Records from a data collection
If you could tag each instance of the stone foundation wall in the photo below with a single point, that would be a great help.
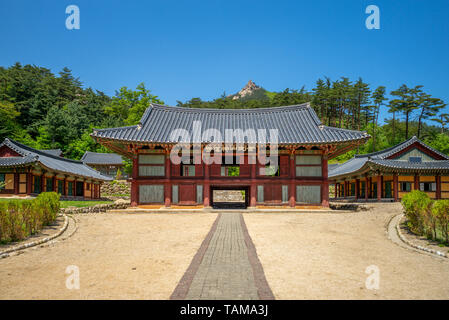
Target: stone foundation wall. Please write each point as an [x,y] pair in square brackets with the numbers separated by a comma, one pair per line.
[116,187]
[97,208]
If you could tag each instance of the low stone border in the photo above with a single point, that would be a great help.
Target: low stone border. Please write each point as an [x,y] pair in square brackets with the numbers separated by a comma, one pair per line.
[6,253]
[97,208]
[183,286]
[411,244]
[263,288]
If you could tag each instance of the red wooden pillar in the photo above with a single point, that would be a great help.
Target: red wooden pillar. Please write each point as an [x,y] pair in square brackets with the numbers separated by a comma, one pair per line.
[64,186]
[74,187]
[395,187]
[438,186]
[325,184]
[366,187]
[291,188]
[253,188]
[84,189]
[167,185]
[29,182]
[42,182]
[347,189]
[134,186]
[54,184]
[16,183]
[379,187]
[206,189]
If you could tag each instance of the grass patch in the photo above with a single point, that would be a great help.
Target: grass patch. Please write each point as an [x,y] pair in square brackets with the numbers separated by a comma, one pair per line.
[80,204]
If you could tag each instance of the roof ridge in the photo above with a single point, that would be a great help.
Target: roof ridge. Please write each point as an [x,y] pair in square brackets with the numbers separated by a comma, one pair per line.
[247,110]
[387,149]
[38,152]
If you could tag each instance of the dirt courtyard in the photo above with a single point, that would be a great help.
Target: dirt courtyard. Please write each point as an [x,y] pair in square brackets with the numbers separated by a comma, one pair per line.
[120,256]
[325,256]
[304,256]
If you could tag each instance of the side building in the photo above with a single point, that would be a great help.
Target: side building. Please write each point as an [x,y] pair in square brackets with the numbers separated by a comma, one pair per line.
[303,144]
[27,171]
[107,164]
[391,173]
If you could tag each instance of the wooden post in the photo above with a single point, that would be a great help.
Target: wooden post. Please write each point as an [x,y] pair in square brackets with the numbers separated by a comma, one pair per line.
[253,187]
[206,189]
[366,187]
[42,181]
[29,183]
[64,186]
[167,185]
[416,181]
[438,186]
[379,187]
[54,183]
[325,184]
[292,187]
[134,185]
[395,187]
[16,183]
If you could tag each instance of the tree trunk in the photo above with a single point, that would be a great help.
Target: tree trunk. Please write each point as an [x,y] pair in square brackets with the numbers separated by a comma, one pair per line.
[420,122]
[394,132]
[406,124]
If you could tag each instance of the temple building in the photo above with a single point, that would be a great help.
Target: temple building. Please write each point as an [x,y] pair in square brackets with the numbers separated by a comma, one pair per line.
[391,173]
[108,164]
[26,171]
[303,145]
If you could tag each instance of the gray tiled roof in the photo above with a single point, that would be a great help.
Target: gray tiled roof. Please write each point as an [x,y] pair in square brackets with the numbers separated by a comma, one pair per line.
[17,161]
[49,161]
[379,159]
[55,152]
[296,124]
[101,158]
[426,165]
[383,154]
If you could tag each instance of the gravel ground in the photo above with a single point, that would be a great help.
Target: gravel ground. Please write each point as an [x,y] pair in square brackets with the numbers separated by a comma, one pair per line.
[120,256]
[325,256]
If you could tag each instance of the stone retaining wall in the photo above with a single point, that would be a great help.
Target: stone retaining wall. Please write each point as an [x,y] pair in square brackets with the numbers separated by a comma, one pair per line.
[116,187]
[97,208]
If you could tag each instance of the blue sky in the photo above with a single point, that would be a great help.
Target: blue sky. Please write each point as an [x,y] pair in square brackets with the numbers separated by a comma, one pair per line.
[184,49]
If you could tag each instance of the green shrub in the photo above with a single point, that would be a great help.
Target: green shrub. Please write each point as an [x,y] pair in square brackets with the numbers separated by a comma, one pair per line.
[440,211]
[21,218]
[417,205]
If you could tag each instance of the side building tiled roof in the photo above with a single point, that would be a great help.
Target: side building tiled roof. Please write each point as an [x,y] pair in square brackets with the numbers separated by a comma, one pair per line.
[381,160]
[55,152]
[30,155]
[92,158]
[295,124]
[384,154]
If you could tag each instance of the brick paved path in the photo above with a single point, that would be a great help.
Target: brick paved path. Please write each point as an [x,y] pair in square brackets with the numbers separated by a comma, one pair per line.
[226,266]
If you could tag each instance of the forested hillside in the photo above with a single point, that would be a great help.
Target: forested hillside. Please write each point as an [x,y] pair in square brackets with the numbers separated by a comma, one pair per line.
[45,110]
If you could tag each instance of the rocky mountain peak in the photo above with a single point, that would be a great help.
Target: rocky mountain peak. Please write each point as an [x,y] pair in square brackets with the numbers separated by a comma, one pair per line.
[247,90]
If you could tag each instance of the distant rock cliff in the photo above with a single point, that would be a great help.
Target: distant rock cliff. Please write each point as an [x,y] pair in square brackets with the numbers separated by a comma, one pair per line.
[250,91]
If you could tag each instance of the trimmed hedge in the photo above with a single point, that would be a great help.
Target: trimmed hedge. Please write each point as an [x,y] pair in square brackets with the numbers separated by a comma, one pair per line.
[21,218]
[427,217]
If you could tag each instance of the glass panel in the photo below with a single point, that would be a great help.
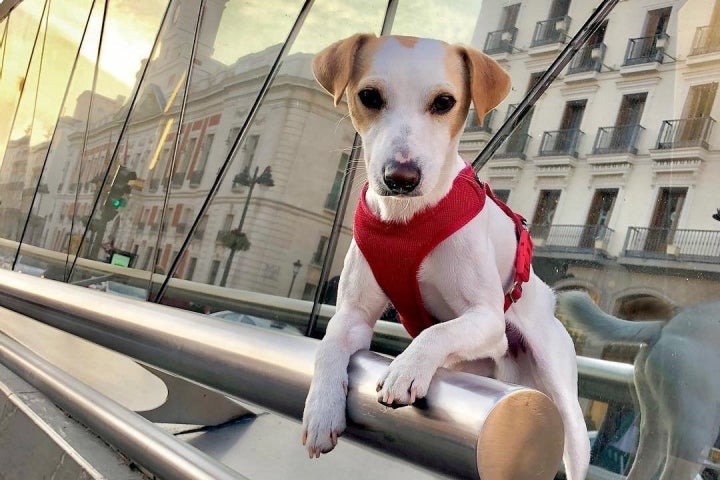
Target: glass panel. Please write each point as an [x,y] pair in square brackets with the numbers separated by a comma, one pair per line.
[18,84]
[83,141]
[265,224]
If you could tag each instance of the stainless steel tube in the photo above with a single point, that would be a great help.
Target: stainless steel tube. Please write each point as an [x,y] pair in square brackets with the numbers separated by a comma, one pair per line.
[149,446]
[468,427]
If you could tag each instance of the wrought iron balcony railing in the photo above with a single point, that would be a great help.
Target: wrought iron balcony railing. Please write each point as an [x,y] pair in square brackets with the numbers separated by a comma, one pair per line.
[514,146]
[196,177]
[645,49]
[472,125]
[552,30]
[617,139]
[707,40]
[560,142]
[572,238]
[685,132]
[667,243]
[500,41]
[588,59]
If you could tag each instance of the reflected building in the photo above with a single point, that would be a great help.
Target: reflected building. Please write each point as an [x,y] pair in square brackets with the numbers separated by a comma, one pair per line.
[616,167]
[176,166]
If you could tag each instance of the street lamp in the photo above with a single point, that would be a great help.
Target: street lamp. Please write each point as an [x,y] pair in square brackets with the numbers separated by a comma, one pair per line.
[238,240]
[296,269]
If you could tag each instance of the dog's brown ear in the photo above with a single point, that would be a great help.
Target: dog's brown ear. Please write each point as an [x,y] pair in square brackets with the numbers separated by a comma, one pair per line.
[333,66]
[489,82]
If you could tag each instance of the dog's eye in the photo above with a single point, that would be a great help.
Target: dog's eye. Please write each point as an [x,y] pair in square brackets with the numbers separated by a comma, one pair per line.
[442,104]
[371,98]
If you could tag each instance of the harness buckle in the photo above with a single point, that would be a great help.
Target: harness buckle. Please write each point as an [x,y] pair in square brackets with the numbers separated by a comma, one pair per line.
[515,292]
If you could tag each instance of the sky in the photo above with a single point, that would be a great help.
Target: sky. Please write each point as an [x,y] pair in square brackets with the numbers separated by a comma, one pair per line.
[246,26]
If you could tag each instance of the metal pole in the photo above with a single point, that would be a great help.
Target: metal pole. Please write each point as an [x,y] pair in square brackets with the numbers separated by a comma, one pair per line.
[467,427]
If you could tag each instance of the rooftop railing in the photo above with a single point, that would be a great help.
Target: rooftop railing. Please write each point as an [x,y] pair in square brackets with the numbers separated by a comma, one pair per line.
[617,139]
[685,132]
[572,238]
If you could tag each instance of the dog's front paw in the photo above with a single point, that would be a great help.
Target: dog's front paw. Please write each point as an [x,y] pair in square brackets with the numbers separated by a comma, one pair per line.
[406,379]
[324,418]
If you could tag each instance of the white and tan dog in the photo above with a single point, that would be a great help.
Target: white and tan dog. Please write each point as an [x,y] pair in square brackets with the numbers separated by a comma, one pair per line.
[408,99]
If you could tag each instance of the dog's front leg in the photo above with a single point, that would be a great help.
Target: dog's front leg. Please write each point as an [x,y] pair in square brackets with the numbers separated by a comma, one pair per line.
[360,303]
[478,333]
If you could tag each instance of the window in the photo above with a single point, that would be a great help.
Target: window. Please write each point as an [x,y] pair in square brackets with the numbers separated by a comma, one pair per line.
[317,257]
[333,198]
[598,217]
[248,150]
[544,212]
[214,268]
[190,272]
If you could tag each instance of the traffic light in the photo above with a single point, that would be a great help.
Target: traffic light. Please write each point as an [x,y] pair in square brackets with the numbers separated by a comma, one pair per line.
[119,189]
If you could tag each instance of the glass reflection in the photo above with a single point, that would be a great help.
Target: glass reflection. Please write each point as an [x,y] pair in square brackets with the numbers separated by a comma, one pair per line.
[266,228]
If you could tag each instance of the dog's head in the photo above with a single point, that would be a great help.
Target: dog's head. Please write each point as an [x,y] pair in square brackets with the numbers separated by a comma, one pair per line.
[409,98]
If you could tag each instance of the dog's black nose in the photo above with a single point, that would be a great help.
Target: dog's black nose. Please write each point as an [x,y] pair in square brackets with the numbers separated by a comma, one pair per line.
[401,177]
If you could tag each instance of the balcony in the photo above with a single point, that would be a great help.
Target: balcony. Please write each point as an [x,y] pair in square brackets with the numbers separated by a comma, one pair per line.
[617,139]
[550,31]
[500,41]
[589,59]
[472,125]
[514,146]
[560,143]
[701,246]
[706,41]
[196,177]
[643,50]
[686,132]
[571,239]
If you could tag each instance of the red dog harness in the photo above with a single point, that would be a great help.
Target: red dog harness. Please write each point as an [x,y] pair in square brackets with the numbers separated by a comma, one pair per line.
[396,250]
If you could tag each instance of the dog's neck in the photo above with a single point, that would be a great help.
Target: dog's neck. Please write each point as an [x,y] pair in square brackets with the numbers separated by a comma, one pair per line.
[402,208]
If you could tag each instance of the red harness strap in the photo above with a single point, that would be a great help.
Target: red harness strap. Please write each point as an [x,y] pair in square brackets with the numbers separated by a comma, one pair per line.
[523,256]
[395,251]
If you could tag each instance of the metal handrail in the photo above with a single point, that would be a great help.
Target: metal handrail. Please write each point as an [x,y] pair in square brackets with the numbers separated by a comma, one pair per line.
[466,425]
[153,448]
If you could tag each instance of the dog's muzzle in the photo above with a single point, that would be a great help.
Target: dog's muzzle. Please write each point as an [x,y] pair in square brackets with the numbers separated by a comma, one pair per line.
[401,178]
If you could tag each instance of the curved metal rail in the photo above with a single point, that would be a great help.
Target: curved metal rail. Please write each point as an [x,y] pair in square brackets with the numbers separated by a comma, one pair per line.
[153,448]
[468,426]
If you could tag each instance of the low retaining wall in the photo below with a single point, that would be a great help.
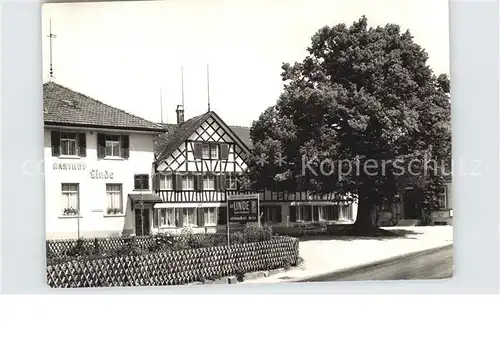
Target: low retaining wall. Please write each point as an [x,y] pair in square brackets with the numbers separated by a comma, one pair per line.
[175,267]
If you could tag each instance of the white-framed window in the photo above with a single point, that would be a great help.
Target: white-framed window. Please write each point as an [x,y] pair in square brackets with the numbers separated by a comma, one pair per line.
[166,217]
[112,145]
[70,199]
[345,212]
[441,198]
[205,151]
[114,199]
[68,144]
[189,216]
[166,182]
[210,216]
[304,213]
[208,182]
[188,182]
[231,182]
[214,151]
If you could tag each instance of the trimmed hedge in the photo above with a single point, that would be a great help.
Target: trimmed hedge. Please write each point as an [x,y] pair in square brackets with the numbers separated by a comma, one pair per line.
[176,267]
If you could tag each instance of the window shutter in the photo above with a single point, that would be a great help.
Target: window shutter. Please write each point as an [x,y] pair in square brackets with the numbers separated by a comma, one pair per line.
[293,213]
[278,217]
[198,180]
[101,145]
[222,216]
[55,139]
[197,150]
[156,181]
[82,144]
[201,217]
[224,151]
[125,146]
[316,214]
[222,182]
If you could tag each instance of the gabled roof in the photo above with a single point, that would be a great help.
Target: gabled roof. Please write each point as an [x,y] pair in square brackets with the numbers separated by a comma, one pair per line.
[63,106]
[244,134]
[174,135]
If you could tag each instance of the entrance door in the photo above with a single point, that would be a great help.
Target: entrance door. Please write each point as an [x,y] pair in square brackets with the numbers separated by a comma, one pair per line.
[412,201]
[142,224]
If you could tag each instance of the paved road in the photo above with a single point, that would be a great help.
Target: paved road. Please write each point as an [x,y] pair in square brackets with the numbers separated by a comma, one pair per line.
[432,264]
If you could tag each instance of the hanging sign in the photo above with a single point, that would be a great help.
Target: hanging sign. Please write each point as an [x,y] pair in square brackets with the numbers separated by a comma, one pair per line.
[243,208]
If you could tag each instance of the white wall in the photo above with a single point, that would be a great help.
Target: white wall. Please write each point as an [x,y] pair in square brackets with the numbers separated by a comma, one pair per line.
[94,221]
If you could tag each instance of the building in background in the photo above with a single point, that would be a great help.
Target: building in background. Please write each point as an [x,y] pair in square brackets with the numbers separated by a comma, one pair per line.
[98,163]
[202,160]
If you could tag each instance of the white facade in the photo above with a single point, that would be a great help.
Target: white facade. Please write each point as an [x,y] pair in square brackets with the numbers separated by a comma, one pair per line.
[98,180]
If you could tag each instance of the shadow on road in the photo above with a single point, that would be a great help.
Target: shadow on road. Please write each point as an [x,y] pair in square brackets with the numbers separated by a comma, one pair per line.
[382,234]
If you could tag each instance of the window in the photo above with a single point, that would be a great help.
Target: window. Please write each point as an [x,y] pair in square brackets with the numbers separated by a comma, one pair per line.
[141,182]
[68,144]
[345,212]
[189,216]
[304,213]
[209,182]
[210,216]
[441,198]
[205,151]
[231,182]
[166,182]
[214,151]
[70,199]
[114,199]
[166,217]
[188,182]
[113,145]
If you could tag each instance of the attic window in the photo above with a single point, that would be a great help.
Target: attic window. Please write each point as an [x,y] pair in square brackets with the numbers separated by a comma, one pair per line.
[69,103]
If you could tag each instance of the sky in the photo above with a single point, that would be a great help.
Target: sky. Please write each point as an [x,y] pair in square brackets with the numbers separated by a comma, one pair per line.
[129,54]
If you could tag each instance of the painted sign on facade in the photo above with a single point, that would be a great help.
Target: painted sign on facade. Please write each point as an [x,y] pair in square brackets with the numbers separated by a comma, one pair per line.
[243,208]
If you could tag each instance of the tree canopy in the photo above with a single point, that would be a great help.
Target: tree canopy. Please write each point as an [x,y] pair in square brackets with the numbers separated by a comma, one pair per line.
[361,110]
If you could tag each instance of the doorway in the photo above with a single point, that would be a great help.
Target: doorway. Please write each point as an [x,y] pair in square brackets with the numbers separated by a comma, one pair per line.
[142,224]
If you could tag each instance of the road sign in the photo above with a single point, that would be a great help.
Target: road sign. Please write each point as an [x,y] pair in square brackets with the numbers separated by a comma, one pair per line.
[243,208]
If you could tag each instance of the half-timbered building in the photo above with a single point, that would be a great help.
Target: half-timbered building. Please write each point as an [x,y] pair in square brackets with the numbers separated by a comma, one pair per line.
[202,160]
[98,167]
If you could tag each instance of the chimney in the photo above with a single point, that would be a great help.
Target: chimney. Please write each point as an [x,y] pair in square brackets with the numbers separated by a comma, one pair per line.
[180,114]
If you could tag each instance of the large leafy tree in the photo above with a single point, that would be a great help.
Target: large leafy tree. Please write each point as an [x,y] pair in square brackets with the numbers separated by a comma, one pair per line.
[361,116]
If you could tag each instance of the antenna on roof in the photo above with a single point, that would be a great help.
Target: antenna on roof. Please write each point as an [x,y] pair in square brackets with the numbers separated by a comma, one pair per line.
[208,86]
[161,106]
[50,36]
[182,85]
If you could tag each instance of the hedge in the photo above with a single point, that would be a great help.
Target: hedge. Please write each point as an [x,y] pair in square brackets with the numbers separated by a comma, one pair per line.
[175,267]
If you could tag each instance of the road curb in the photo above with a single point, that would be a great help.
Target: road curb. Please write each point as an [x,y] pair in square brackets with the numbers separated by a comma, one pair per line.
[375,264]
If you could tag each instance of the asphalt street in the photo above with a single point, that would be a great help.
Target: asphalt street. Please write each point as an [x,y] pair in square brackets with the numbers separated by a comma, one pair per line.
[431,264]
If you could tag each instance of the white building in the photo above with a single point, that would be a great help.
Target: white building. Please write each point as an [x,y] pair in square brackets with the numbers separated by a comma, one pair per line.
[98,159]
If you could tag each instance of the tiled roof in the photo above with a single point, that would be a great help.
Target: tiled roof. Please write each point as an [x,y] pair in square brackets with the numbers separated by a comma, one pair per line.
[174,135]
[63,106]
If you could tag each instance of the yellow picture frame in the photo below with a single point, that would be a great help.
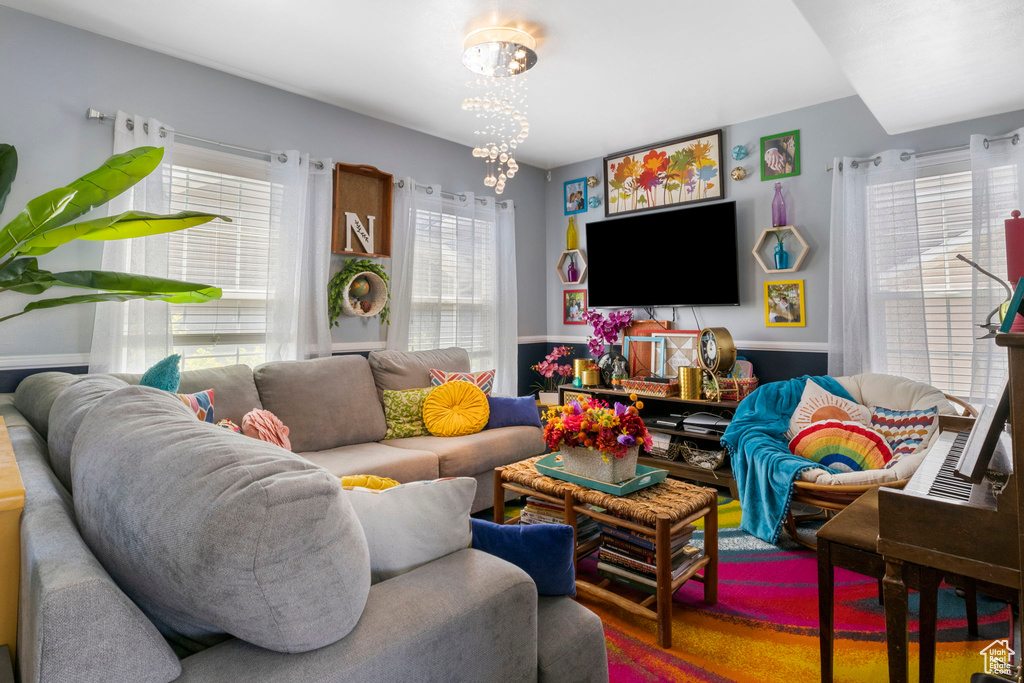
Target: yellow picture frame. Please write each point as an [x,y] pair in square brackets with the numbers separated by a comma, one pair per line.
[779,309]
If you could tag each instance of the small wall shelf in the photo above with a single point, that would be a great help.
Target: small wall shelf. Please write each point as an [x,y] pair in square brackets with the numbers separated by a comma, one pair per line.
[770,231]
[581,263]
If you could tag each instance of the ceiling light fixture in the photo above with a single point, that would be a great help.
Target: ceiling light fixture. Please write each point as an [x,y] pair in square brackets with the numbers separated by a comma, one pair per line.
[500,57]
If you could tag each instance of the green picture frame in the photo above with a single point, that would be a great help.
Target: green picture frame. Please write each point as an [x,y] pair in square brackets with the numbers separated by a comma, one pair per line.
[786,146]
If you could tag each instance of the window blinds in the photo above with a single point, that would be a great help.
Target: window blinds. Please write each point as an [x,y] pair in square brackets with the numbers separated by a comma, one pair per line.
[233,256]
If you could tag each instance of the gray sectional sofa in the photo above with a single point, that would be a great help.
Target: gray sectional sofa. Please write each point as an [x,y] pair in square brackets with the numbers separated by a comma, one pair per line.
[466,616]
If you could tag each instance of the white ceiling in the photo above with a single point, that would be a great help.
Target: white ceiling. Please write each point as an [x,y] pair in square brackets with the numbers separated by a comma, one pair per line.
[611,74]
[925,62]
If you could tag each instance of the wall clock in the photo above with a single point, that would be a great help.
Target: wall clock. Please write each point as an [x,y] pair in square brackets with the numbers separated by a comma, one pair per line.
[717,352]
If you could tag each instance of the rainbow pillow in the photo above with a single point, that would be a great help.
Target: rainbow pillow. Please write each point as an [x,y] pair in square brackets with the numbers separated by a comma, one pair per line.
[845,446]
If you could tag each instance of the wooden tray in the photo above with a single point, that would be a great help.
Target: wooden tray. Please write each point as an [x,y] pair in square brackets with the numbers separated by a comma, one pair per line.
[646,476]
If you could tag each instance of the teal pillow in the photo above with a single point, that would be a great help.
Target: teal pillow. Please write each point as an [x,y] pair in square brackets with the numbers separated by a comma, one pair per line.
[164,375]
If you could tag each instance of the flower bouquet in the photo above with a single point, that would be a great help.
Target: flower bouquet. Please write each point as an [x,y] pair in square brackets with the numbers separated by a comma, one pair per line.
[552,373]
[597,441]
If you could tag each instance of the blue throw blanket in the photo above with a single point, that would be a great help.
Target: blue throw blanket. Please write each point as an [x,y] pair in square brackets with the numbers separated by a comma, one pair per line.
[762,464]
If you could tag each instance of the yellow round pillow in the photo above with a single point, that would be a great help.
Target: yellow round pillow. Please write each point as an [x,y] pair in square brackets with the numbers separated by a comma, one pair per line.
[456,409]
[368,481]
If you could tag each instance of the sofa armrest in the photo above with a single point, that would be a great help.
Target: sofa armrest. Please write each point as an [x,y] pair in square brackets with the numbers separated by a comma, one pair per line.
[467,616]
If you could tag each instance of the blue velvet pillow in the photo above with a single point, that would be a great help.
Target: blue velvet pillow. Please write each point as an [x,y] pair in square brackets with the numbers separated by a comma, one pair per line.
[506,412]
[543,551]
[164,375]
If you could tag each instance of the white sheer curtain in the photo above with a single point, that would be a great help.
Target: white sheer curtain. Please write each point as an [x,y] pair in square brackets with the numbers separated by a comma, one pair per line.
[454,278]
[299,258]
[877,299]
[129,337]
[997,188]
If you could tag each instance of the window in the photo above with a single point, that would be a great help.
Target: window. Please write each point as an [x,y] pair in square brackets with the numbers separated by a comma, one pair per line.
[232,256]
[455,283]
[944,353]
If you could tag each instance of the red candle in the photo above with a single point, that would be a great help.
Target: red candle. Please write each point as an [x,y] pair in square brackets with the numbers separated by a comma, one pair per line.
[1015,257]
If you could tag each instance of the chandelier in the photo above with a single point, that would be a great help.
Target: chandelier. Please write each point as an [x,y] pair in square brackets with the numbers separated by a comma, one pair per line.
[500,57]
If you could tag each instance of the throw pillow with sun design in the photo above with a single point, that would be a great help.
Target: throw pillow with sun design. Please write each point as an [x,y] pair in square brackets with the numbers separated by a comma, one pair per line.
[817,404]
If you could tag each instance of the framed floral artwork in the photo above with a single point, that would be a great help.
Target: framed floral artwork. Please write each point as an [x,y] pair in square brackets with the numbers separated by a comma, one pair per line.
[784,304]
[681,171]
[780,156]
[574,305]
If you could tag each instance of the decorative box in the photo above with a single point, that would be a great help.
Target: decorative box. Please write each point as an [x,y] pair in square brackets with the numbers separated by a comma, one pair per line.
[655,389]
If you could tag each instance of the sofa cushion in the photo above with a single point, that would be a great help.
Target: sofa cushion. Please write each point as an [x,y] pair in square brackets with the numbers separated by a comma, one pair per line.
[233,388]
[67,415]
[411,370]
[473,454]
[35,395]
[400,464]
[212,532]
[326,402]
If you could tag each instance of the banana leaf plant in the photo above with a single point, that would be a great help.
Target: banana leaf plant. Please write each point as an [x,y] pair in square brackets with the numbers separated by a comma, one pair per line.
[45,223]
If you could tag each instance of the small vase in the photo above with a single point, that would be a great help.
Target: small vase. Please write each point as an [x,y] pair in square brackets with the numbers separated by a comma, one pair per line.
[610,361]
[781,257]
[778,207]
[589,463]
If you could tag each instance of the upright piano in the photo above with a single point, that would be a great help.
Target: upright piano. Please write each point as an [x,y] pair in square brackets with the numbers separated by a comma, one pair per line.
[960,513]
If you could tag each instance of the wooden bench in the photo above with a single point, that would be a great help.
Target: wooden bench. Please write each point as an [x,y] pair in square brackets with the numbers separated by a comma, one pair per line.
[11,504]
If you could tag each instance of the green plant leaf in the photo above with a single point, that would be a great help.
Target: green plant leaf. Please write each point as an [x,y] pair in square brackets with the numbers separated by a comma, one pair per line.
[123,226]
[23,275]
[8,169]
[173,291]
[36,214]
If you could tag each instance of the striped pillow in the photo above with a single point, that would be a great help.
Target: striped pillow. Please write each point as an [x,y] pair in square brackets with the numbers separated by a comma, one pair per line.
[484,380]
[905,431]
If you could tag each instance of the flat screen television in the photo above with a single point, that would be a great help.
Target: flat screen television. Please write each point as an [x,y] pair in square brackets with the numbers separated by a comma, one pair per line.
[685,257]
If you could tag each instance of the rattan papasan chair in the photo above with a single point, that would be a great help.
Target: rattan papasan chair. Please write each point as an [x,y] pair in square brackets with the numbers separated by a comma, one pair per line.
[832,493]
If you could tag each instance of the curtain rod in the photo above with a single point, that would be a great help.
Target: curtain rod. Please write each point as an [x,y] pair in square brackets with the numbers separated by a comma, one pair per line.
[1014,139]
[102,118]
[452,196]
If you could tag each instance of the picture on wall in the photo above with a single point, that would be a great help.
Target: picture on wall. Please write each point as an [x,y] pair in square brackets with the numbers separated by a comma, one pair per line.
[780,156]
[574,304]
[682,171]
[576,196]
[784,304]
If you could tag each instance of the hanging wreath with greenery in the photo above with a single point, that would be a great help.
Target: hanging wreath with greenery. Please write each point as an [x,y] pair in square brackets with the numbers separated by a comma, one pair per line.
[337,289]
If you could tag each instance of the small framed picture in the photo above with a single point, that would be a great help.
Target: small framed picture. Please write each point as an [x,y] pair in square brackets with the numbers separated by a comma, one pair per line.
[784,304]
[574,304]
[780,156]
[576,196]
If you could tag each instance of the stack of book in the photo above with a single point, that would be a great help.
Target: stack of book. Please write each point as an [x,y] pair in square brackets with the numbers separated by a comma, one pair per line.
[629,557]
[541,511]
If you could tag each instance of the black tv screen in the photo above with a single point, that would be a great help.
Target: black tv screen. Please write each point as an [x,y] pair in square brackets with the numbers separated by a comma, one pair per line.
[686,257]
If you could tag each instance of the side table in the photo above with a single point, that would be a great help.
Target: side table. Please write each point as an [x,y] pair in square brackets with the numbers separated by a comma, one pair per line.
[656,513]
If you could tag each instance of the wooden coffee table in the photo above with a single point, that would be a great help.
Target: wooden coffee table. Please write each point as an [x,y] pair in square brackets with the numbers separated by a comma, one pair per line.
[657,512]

__Written problem__
Take the line with "If you could tag each instance of the black" and all lines after it through the end of the records, and write them out exactly; include nothing else.

__Output for this exercise__
If you could tag each instance of the black tv screen in the photo above with a single point, that would be a great help.
Target: black tv screen. Please write each point as an [x,y] pair in square brackets with the numbers separated by a comma, one pair per line.
[686,257]
If you could tag each instance of the side table in the photo above with a single point, that would be a great help.
Target: side table. Please write each point as an [x,y] pair in square brackets with the numbers separated by a comma, one pair per line.
[656,513]
If you could tag each instance of the wooden coffee table in the photo above with a single point, that would be a great help.
Target: wooden coffee table. Please write each point as an [x,y] pair in square brackets with the numbers separated by a comma, one pair per line.
[657,512]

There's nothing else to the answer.